# start of Source extract

Bug Report: Proxmox VE Special Agent fails completely when a single cluster node is down

Bug Report: Proxmox VE Special Agent fails completely when a single cluster node is down

Product: Checkmk 2.4.0p15 (CRE)
Component: agent_proxmox_ve (Proxmox VE Special Agent)
Environment: Proxmox VE 3-node cluster (one node down)
Severity: High – complete monitoring failure of otherwise healthy cluster


1. Summary

When one Proxmox VE node in a cluster is down, the Checkmk Proxmox VE Special Agent completely aborts, even though the remaining nodes are fully online and functional.

This results in:

  • No data from any node

  • All Proxmox-related services in Checkmk showing:
    (Service Check Timed Out)

  • Loss of monitoring for the entire cluster, even though only one element is faulty

This behaviour is incorrect and constitutes a functional bug.


2. How to reproduce

Cluster setup

  • PVE cluster with 3 nodes:

    • hv01 – online

    • hv02 – online

    • hv03 – offline (hardware failure)

Steps

  1. Power off one PVE node completely (no network, no API, no corosync).

  2. Keep the Checkmk Proxmox datasource rule unchanged (default: query all nodes).

  3. Run the Special Agent manually:

    share/check_mk/agents/special/agent_proxmox_ve \
        -u <user> -p <pass> --no-cert-check \
        --timeout 10 \
        <any-cluster-node-ip>
    
    

Actual output

Read timeout after 10s when trying to GET nodes/hv03/lxc

Checkmk GUI

All cluster-related hosts show:

Service Check Timed Out


3. Expected behavior

  • The Special Agent must continue even if one node does not respond.

  • All reachable nodes should still be queried.

  • Only the data for the failed node should be missing, degraded, or WARN/UNKNOWN.

  • Monitoring of a healthy majority of nodes should not fail because one node is down.


4. Actual behavior

  • The Special Agent tries to recursively fetch all API paths, including:

    /nodes/<node>/lxc
    /nodes/<node>/qemu
    /nodes/<node>/version
    ...
    
    
  • When a single node does not respond, requests raises a ReadTimeout.

  • In get_api_element(), this error is not caught:

    raise CannotRecover(f"Read timeout after {self._timeout}s when trying to GET {path}")
    
    
  • The entire agent quits → no data output at all → Checkmk interprets as a timeout.

This is a design flaw for any clustered or HA environment.


5. Technical root cause (based on code analysis)

Key line in get_api_element()

except requests.exceptions.ReadTimeout:
    raise CannotRecover(f"Read timeout after {self._timeout}s when trying to GET {path}")

This escalates a single-node timeout into total agent failure.

Recursive tree building

get_tree() walks all nodes and VM paths without error isolation per node.
One failed request aborts the entire recursion.


6. Impact

  • Monitoring of multi-node PVE clusters becomes unstable.

  • A single down node → all nodes unmonitored

  • No cluster data, no VM data, no node metrics

  • Not acceptable for production or HA environments


7. Proposed fix (minimal, non-breaking)

Add per-node error handling in rec_get_tree():

- response = self._session.get_api_element("/".join(map(str, next_path)))

# end of Source extract

# Task description
Answer these questions using the bug report above:
1. Which Checkmk product version does the report name?
2. In the reproduction setup, which node is offline, and for what stated reason?
3. In which function does the proposed fix add per-node error handling?

# start of Data segment

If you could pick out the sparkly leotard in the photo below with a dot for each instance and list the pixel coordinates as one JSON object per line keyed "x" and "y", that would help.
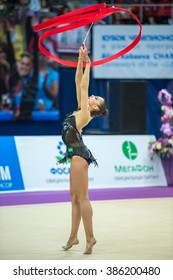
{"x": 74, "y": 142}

# end of Data segment

# Answer for the task
1. Checkmk 2.4.0p15 (CRE)
2. hv03, due to a hardware failure
3. rec_get_tree()